### Passage shown
[Start of Attachment]

A judge jailed a prospective juror in a COVID-infected jail..
A judge jailed a prospective juror in a COVID-infected jail..
 
Jury Duty Is for Heroes, Indeed!
Dear John,

When I gave a TEDx talk this past January entitled Jury Duty Is for Heroes, I didn't realize at the time just how ominously right that was. The events of 2020 seem to be putting an exclamation point at the end of that title.
Recently, jury trials have been resuming in some limited locations and circumstances, albeit in very concerning, stripped down forms. Additional measures are in place most everywhere to mitigate the risks posed by COVID-19.
However, these measures are a double-edged sword. Not only do many of them erode and devalue the protections of trial by jury for the accused, but they are now themselves endangering those they purport to protect.
This troublesome situation flared up last week in Great Falls, Montana. A visiting judge, John Larson from Missoula, found a prospective juror in contempt of court for not wearing a mask and casually threw him in the clink. That's right. 24 hours in jail over not wearing a mask.
The very same day the judge had Dupaul jailed, the sheriff reported an outbreak of 55 cases of COVID-19 in the very jail Dupaul was locked up in. This is the worst outbreak in any detention facility in the state of Montana.

[End of Attachment]

### Listed entries
[Start of Attachment]

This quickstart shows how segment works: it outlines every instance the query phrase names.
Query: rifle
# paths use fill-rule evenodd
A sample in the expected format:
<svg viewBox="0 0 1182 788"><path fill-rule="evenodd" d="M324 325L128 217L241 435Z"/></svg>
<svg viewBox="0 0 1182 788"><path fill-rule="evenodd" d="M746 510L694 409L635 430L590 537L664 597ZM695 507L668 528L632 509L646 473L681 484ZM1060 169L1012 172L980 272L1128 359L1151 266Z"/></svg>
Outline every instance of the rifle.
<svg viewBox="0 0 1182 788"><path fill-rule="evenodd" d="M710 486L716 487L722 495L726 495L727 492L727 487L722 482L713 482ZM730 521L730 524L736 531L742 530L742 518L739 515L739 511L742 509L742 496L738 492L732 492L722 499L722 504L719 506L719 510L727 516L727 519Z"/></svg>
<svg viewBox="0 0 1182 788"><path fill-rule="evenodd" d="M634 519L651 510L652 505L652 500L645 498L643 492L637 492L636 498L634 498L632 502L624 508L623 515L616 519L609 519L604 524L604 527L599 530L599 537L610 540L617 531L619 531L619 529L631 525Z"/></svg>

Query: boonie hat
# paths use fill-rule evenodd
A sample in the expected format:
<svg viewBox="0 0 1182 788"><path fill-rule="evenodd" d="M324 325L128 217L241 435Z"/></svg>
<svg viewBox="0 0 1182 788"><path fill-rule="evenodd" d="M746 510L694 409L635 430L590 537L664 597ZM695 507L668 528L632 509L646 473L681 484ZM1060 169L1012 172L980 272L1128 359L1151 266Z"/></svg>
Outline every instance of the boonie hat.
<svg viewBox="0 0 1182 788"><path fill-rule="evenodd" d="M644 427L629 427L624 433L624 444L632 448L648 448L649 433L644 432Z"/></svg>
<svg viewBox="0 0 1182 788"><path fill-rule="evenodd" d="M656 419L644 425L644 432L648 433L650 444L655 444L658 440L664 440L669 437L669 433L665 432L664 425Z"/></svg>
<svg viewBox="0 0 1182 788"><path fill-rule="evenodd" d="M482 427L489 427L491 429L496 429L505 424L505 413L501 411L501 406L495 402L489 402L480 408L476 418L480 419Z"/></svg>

[End of Attachment]

### Assignment
Condense the paragraph in the jury duty letter that begins "This troublesome situation flared up" into a short bulleted list of its main facts.

### Reply to the exercise
- Last week in Great Falls, Montana, the situation flared up.
- John Larson, a visiting judge from Missoula, found a prospective juror in contempt of court for not wearing a mask.
- The judge sent him to jail for 24 hours.